* Request
Update the listing from the line with "Wildlife-survey input: mark every instance of the window" up to and including the line with "point(109, 239)" by replacing "photo" with "image", and leave everything else unchanged.

* Records for processing
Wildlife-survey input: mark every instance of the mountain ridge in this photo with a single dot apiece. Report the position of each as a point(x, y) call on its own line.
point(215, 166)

* * *

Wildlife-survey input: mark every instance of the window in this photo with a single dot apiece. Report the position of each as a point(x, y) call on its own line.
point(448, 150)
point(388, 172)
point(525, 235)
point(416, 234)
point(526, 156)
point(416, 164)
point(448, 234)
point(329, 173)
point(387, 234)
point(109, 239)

* Solution for this exercise
Wildlife-survey input: mark every instance of the window in this image with a single dot apiece. Report the position of each as a point(x, y) call on its own line.
point(448, 150)
point(388, 172)
point(525, 235)
point(416, 234)
point(526, 156)
point(416, 164)
point(448, 234)
point(329, 173)
point(387, 234)
point(109, 239)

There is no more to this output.